Consignes =>
1 > D'après l'extrait sur l'accès à l'énergie en Afrique, quelle part de la ressource l'énergie solaire représente-t-elle encore en Afrique ?
2 > Recopiez, s'il vous plaît, le passage de l'extrait sur l'accès à l'énergie en Afrique allant de « Mathilde BORD-LAURANS – Il » à « d’accès à l’électricité. ».

Extrait source =>
==========
Mathilde BORD-LAURANS – Il y a eu beaucoup d’innovations, notamment en matière d’accès à l’énergie en Afrique, où cela a été tiré en particulier par des « révolutions numériques » et notamment la possibilité financière pour les personnes en milieu rural de payer avec les téléphones portables, ce qui a permis de développer les services déconcentrés d’accès à l’électricité.
Tout un système permet également de déployer en milieu rural beaucoup plus rapidement des solutions d’électrification par panneaux solaires. Autant de solutions sur lesquelles le secteur privé s’est très fortement impliqué, et d’autant plus que l’énergie solaire reste encore une véritable innovation, car elle ne représente encore que 2 % de la ressource en Afrique. Installer en grande capacité ce type d’énergie reste donc un enjeu fort qui nécessite que toute la chaîne de valeur se stabilise. Mais si le solaire reste une forte priorité, nous finançons aussi des initiatives plus techniques et technologiques...
APP – Des exemples concrets… ?
Mathilde BORD-LAURANS – Je viens de vous en donner un. Mais nous travaillons aussi sur des projets de « solaire flottant » en Côte d’Ivoire. Ce sont des panneaux solaires installés sur des lacs ou des retenues d’eau, en lien parfois avec des barrages hydroélectriques.
C’est encore rare en Afrique, mais cela fait partie des solutions techniques qui vont changer la donne, comme les problèmes de stockage. En réalité, il faut repenser toute la chaîne de valeur de l’électricité, en donnant accès à 800 millions de personnes qui n’ont pas encore accès à l’électricité en milieu rural, voire péri-urbain !
On considère qu’il faudra environ 1 000 milliards de dollars par an, d’ici à 2030, pour réaliser la transition énergétique des pays en voie de développement. C’est le chiffre couramment avancé pour la décennie.
APP – Le défi est donc considérable... Comment sélectionnez-vous vos projets au sein de l’Agence ?
==========
Données fournies =>
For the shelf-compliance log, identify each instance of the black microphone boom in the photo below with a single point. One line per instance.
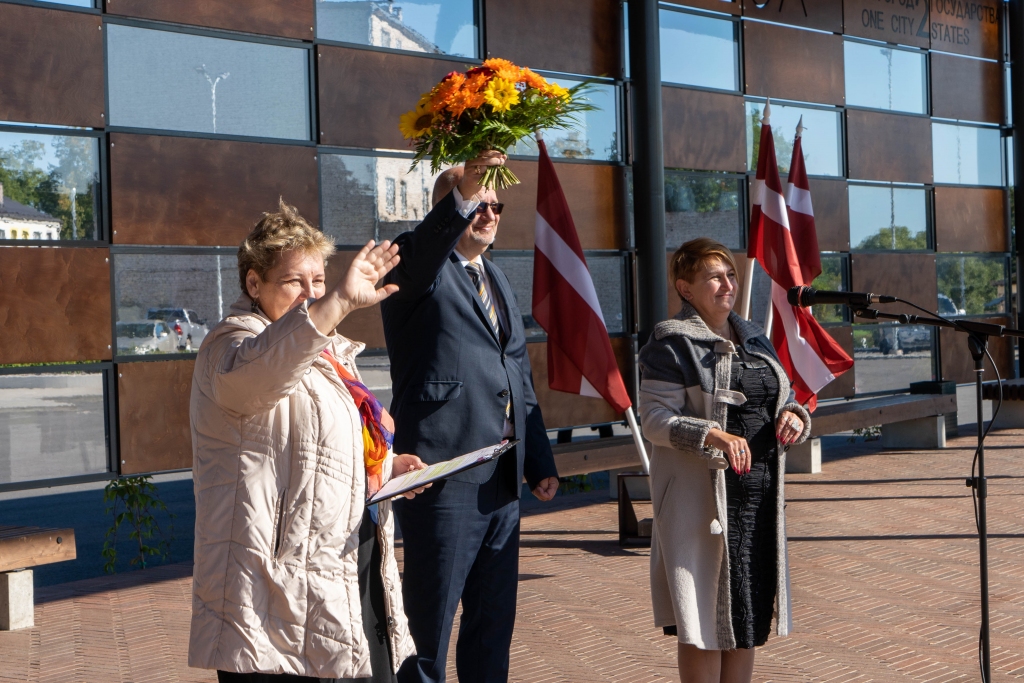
==========
Réponses par consigne =>
1 > Seulement 2 % de la ressource.

2 >
Mathilde BORD-LAURANS – Il y a eu beaucoup d’innovations, notamment en matière d’accès à l’énergie en Afrique, où cela a été tiré en particulier par des « révolutions numériques » et notamment la possibilité financière pour les personnes en milieu rural de payer avec les téléphones portables, ce qui a permis de développer les services déconcentrés d’accès à l’électricité.